───── Supplied material
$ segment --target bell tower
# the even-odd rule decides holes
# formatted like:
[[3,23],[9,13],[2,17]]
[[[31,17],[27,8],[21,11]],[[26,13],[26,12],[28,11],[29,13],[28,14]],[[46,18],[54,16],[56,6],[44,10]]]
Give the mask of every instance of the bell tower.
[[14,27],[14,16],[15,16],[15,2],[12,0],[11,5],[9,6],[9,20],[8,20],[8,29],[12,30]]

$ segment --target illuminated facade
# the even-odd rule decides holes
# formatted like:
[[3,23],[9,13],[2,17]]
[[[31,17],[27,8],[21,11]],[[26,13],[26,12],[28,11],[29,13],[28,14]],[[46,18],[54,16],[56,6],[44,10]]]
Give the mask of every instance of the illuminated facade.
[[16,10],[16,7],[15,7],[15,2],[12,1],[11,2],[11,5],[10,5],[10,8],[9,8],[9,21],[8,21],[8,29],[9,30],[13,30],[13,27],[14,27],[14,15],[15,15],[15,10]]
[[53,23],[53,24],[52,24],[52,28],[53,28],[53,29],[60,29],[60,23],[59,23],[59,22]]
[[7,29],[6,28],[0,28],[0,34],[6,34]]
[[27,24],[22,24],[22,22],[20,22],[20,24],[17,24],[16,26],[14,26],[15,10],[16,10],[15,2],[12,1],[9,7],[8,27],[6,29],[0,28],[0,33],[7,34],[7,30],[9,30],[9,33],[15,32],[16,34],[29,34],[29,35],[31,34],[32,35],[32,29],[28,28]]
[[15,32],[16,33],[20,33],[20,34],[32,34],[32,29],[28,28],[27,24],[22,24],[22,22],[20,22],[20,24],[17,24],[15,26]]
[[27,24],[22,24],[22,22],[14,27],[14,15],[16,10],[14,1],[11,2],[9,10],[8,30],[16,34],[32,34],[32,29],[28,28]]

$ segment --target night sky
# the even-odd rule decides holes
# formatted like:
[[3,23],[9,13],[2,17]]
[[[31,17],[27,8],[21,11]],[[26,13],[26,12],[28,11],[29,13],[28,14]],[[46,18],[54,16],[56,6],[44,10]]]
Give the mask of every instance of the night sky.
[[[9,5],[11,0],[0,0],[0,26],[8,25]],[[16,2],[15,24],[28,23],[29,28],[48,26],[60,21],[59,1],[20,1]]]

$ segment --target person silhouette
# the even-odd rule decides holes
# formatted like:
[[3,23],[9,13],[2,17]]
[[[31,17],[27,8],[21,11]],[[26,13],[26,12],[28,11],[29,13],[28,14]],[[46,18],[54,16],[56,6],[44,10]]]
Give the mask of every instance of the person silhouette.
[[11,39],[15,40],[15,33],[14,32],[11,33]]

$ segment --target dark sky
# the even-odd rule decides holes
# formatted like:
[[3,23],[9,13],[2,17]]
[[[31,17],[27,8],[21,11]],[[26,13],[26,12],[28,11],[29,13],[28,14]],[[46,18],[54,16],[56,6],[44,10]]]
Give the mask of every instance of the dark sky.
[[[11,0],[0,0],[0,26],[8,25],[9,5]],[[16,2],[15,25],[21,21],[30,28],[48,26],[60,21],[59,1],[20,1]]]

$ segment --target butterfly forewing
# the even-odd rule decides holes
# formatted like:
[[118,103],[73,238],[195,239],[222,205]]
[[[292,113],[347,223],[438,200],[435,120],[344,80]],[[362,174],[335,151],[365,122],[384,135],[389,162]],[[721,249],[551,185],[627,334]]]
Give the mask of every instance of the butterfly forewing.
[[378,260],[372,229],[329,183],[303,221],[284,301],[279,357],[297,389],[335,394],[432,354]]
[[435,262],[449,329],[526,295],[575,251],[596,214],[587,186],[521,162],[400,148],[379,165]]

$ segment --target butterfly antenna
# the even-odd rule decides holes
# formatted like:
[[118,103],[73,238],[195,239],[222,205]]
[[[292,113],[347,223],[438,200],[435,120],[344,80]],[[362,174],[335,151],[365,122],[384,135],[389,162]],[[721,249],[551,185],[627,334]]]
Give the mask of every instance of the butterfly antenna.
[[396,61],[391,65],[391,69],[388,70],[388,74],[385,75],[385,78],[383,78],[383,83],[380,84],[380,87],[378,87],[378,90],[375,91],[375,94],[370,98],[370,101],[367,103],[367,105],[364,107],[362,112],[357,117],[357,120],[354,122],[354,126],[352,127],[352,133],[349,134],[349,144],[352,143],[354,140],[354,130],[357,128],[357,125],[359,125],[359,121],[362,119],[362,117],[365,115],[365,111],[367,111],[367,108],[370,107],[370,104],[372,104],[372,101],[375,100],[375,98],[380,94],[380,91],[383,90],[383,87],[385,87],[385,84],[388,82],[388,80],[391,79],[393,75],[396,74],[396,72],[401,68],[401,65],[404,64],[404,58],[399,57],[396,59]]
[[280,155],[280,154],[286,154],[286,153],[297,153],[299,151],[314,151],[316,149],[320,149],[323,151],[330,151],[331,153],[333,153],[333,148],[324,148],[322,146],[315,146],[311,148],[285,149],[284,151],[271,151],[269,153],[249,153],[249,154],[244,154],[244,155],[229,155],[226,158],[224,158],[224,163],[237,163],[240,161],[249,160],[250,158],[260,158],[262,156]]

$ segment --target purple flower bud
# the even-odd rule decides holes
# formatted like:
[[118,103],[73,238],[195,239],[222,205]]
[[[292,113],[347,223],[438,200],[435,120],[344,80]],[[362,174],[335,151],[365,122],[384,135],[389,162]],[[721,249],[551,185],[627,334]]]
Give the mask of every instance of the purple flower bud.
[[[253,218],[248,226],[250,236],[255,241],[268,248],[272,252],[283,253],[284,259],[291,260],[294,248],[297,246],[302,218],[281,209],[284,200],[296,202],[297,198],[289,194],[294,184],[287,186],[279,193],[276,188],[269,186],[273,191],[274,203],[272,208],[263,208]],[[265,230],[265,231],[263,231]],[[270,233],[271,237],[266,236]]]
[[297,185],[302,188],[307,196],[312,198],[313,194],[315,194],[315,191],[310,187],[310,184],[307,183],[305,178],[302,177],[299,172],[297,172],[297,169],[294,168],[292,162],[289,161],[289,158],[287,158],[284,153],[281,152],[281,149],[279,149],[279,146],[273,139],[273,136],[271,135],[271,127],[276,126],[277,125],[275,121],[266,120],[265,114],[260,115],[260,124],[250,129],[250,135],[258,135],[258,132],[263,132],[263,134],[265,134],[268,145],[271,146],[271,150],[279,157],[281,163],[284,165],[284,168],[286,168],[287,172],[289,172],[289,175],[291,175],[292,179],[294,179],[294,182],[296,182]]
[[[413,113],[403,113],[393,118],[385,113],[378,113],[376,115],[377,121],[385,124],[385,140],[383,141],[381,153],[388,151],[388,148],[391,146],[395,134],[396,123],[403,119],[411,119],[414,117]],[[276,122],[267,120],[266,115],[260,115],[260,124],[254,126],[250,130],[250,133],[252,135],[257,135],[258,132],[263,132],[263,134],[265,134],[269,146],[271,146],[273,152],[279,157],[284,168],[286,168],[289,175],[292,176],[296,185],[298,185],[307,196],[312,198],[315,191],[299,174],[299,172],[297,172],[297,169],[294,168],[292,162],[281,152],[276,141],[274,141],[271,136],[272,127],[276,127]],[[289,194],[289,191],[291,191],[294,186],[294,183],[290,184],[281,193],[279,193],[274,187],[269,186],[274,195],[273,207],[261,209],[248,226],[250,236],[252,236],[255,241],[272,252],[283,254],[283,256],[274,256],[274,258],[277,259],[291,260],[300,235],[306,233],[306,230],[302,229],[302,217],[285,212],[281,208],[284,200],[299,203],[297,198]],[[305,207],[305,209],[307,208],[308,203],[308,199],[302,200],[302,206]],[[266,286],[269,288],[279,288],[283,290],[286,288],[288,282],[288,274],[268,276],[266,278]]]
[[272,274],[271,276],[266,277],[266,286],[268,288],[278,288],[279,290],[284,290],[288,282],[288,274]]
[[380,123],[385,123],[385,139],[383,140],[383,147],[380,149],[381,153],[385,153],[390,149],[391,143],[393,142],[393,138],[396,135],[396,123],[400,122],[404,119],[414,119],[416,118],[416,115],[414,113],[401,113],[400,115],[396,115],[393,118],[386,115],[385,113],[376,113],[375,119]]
──────────
Filter the records for lines containing the word "target" and copy each one.

● **Exercise result**:
$ segment --target bell tower
$ segment --target illuminated facade
$ segment --target night sky
$ segment --target person silhouette
$ segment --target dark sky
$ segment --target butterfly forewing
$ segment --target butterfly antenna
$ segment --target purple flower bud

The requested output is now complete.